Material shown
__________________________________________________

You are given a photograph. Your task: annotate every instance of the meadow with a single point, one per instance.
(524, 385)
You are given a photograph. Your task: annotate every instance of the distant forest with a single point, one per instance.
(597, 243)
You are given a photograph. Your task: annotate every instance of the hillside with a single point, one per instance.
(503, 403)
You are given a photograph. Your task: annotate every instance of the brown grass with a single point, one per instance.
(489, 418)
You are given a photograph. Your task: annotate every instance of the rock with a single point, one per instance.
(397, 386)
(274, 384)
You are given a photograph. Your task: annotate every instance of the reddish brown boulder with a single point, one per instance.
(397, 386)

__________________________________________________

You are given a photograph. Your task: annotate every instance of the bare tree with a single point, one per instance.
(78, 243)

__________________________________________________

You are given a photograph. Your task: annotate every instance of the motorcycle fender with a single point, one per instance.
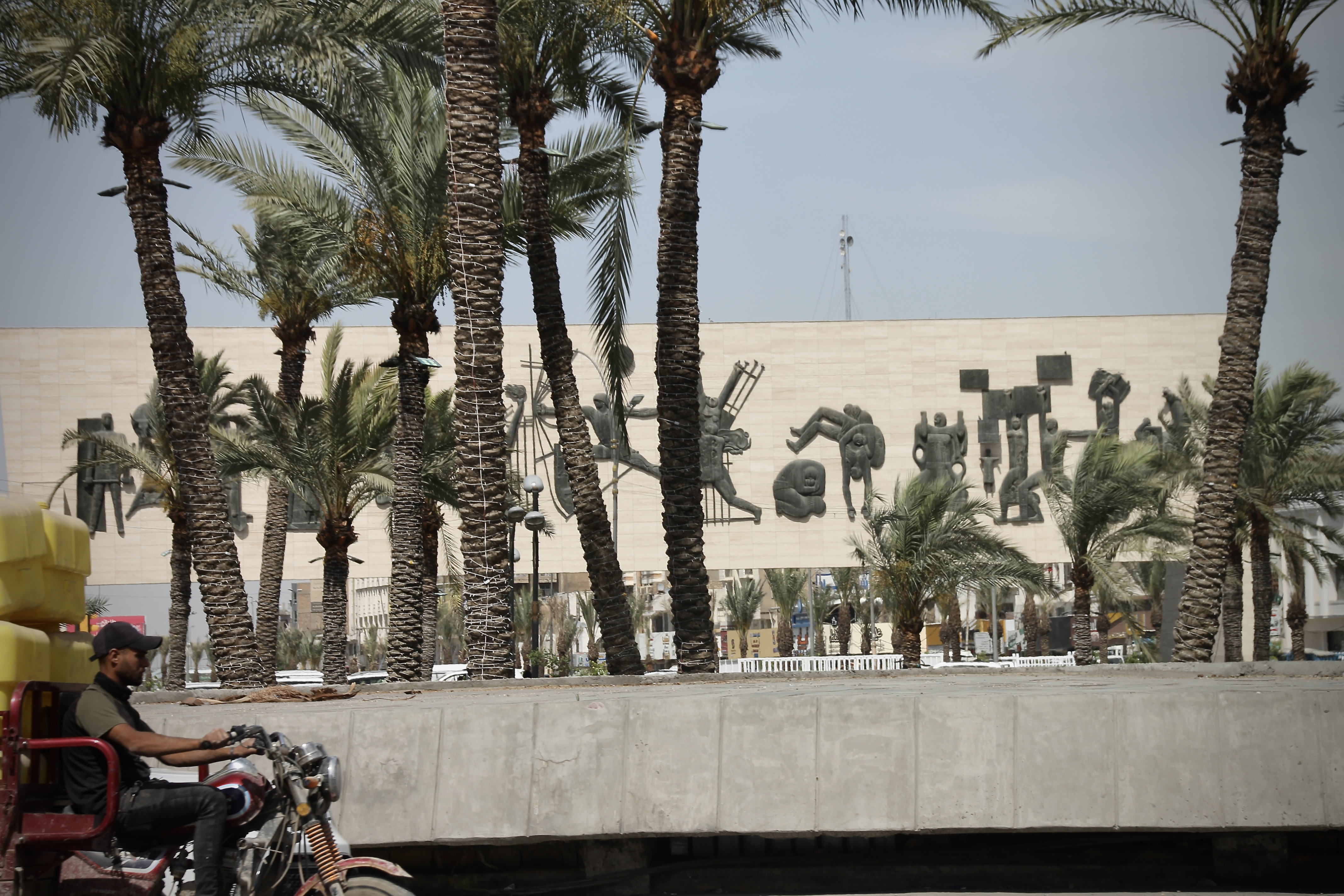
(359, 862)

__________________________________________________

What the task requires
How many lines in the rows above contain the word "annotate"? Reply with the number alone.

Completed task
8